Work instructions => Would you extract the whole listing below and retype it exactly?

Dataset rows
☆ ☆ ☆
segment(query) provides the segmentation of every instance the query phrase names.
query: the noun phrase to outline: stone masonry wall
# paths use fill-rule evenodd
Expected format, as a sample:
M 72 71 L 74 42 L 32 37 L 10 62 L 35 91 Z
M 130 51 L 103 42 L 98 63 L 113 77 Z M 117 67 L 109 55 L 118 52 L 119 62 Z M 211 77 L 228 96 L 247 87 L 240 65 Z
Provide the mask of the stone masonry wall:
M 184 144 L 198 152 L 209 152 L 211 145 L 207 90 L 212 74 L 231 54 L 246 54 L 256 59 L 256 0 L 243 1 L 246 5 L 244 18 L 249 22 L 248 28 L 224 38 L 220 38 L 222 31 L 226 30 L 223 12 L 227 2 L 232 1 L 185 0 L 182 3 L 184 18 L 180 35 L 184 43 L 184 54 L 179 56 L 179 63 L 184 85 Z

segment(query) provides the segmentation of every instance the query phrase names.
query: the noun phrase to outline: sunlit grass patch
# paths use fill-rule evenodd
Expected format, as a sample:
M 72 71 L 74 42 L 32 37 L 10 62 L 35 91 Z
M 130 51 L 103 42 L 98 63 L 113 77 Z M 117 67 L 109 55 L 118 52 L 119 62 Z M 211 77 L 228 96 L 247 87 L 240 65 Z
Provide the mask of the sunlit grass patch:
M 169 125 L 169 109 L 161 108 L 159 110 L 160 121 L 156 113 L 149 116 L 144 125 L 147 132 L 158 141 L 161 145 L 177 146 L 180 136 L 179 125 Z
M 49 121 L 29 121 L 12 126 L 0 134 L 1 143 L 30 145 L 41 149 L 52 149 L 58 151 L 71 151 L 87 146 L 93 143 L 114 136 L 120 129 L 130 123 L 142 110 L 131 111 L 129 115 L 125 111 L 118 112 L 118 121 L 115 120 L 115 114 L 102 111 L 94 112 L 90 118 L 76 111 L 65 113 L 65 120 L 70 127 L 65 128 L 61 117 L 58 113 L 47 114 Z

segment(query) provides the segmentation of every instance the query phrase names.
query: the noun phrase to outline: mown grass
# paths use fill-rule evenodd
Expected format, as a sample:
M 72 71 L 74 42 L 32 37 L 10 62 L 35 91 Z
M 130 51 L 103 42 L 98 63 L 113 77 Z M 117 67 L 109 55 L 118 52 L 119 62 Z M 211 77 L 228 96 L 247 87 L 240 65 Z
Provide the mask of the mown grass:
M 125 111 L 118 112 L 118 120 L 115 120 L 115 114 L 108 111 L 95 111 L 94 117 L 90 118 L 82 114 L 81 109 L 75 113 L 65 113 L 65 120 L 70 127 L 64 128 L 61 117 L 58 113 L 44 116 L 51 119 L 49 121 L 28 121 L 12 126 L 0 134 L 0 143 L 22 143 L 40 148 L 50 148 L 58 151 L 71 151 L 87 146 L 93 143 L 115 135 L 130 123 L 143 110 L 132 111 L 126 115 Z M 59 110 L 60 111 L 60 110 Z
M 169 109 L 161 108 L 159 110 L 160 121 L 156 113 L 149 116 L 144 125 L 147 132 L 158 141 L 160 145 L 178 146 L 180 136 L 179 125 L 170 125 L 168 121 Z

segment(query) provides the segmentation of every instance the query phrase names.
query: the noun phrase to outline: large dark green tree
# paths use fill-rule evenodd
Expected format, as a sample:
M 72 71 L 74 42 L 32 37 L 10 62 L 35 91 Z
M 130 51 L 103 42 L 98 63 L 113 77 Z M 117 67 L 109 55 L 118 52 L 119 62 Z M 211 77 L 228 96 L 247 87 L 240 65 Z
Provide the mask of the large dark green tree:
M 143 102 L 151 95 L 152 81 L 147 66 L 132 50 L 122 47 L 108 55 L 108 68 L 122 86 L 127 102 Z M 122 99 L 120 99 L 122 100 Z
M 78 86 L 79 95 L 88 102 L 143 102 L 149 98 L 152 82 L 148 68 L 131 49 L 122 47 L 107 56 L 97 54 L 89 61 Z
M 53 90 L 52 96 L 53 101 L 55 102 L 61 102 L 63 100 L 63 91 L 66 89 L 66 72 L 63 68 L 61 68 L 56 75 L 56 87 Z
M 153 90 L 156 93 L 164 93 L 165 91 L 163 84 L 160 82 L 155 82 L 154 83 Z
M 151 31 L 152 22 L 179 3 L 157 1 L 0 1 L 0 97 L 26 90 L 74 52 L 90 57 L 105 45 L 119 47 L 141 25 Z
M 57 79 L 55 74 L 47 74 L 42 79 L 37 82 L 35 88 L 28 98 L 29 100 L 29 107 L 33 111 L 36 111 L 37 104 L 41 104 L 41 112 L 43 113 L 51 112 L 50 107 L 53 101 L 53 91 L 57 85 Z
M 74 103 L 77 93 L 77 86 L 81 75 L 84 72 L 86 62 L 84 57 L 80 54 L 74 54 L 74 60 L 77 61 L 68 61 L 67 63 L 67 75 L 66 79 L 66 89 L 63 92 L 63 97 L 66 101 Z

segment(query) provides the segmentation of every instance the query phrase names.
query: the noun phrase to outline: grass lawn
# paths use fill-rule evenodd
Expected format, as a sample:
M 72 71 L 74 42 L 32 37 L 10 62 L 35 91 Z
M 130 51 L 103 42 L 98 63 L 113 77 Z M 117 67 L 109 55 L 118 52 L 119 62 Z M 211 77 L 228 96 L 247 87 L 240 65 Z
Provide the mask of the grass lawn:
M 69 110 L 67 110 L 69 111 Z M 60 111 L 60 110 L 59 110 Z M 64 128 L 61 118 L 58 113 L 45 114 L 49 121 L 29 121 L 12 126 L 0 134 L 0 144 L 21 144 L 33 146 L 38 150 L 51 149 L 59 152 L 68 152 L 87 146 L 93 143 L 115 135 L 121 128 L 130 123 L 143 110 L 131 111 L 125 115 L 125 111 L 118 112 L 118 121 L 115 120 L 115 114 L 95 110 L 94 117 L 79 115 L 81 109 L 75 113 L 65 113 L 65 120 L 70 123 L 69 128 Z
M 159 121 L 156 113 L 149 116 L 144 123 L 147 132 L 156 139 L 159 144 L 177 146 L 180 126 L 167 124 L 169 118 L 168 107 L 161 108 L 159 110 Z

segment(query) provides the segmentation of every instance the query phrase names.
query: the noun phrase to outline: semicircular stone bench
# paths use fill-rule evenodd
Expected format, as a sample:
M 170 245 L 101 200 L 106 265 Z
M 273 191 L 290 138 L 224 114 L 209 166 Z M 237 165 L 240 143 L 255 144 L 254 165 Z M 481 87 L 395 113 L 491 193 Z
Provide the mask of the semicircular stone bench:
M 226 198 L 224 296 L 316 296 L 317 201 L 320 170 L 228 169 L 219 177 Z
☆ ☆ ☆
Complete answer =>
segment(query) provides the segmentation of every instance the query phrase names.
query: the noun phrase to outline: stone masonry wall
# paths use fill-rule evenodd
Expected format, as a sample:
M 72 71 L 74 42 L 32 37 L 10 62 L 35 91 Z
M 130 51 L 103 42 L 98 63 L 113 77 Z M 117 67 L 109 55 L 118 52 L 119 62 Z M 211 77 L 228 96 L 247 87 L 240 65 Z
Provide the mask of the stone masonry wall:
M 184 144 L 198 152 L 209 152 L 211 145 L 207 90 L 212 74 L 231 54 L 246 54 L 256 59 L 256 0 L 243 1 L 246 5 L 244 18 L 249 22 L 248 28 L 224 38 L 220 38 L 222 31 L 226 30 L 223 12 L 227 2 L 232 1 L 185 0 L 182 3 L 184 18 L 180 35 L 184 43 L 184 54 L 179 56 L 179 63 L 184 85 Z

segment(query) provides the segmentation of every instance the query phrase names.
query: the noun phrase to outline: sunlit grass patch
# paths use fill-rule evenodd
Expected format, as a sample:
M 72 71 L 74 42 L 32 37 L 10 62 L 35 91 Z
M 130 51 L 103 42 L 98 63 L 113 77 Z M 117 67 L 109 55 L 118 52 L 119 62 Z M 211 77 L 228 96 L 247 87 L 240 65 Z
Provide the mask of the sunlit grass patch:
M 169 125 L 169 109 L 161 108 L 159 110 L 160 121 L 156 113 L 149 116 L 144 125 L 147 132 L 158 141 L 161 145 L 177 146 L 180 136 L 179 125 Z
M 49 121 L 29 121 L 12 126 L 0 134 L 1 143 L 30 145 L 41 149 L 52 149 L 58 151 L 71 151 L 87 146 L 93 143 L 114 136 L 120 129 L 130 123 L 142 110 L 131 111 L 129 115 L 125 111 L 118 112 L 118 121 L 115 120 L 115 114 L 102 111 L 94 112 L 90 118 L 76 111 L 65 113 L 65 120 L 70 127 L 65 128 L 61 117 L 58 113 L 47 114 Z

segment(query) provides the segmentation of every instance the query phrase names.
query: the noun phrase to outline: mown grass
# paths use fill-rule evenodd
Expected format, as a sample:
M 72 71 L 74 42 L 32 37 L 10 62 L 35 91 Z
M 130 51 L 103 42 L 98 63 L 113 77 Z M 117 67 L 109 55 L 118 52 L 119 62 Z M 211 77 L 228 96 L 247 87 L 240 65 Z
Provide the mask of the mown grass:
M 125 111 L 118 112 L 118 120 L 115 120 L 115 114 L 108 111 L 95 111 L 94 117 L 90 118 L 82 114 L 81 109 L 75 113 L 65 113 L 65 120 L 70 127 L 64 128 L 61 117 L 58 113 L 44 116 L 51 119 L 49 121 L 28 121 L 12 126 L 0 134 L 0 143 L 22 143 L 40 148 L 50 148 L 58 151 L 71 151 L 87 146 L 93 143 L 115 135 L 130 123 L 143 110 L 132 111 L 126 115 Z M 59 110 L 60 111 L 60 110 Z
M 169 109 L 161 108 L 159 110 L 160 121 L 156 113 L 149 116 L 144 125 L 147 132 L 158 141 L 160 145 L 178 146 L 180 136 L 179 125 L 170 125 L 168 121 Z

segment(query) provides the segmentation of every instance the query phrase names.
query: the noun phrase to outline: large dark green tree
# paths use fill-rule evenodd
Expected format, as a sample:
M 72 71 L 74 42 L 32 37 L 10 62 L 35 91 Z
M 130 51 L 103 42 L 98 63 L 113 77 Z M 117 67 L 109 55 L 118 52 L 119 62 Z M 211 77 L 228 96 L 247 87 L 240 65 Z
Provide the mask of the large dark green tree:
M 143 102 L 151 95 L 152 81 L 147 66 L 132 50 L 122 47 L 108 55 L 108 68 L 122 86 L 127 102 Z M 122 99 L 120 99 L 122 100 Z
M 78 86 L 79 95 L 88 102 L 143 102 L 149 98 L 152 82 L 148 68 L 131 49 L 122 47 L 107 56 L 97 54 L 89 61 Z
M 53 90 L 52 96 L 53 101 L 55 102 L 61 102 L 63 100 L 63 91 L 66 89 L 66 72 L 63 68 L 61 68 L 56 75 L 56 87 Z
M 153 90 L 156 93 L 164 93 L 165 91 L 163 84 L 160 82 L 155 82 L 154 83 Z
M 151 31 L 152 22 L 179 3 L 157 1 L 0 1 L 0 97 L 26 90 L 74 52 L 90 57 L 105 45 L 119 47 L 141 25 Z
M 57 79 L 55 74 L 47 74 L 42 79 L 37 82 L 35 88 L 28 98 L 29 100 L 29 107 L 33 111 L 36 111 L 37 104 L 41 104 L 41 112 L 43 113 L 51 112 L 50 107 L 53 101 L 53 91 L 57 85 Z
M 74 103 L 77 93 L 77 86 L 81 75 L 84 72 L 86 62 L 84 57 L 80 54 L 74 54 L 74 60 L 77 61 L 68 61 L 67 63 L 67 75 L 66 79 L 66 89 L 63 92 L 63 97 L 66 101 Z

segment(query) provides the segmentation of every instance the query phrase names.
query: the noun phrase to outline: grass lawn
# paths use fill-rule evenodd
Expected format, as a sample:
M 72 71 L 74 42 L 32 37 L 10 62 L 35 91 Z
M 130 51 L 103 42 L 98 63 L 113 77 Z M 117 67 L 109 55 L 118 52 L 119 62 Z M 211 77 L 228 96 L 247 87 L 240 65 Z
Provide the mask of the grass lawn:
M 69 110 L 67 110 L 69 111 Z M 60 111 L 60 110 L 59 110 Z M 64 128 L 61 118 L 58 113 L 45 114 L 49 121 L 29 121 L 12 126 L 0 134 L 0 144 L 21 144 L 33 146 L 38 150 L 51 149 L 59 152 L 68 152 L 87 146 L 93 143 L 115 135 L 121 128 L 130 123 L 143 110 L 131 111 L 125 115 L 125 111 L 118 112 L 118 121 L 115 120 L 115 114 L 95 110 L 94 117 L 79 115 L 81 109 L 75 113 L 65 113 L 65 120 L 70 123 L 69 128 Z
M 159 121 L 156 113 L 149 116 L 144 123 L 147 132 L 156 139 L 159 144 L 177 146 L 180 126 L 167 124 L 169 118 L 168 107 L 161 108 L 159 110 Z

segment(query) provides the segmentation of every instance the query phrase names.
query: the noun phrase to outline: semicircular stone bench
# paths use fill-rule evenodd
Expected format, as a sample:
M 170 245 L 101 200 L 106 265 Z
M 273 191 L 290 138 L 224 114 L 209 166 Z M 237 165 L 240 143 L 255 144 L 254 165 Z M 481 87 L 395 113 L 491 193 Z
Provide the mask of the semicircular stone bench:
M 226 198 L 224 296 L 316 296 L 317 201 L 320 170 L 228 169 L 219 177 Z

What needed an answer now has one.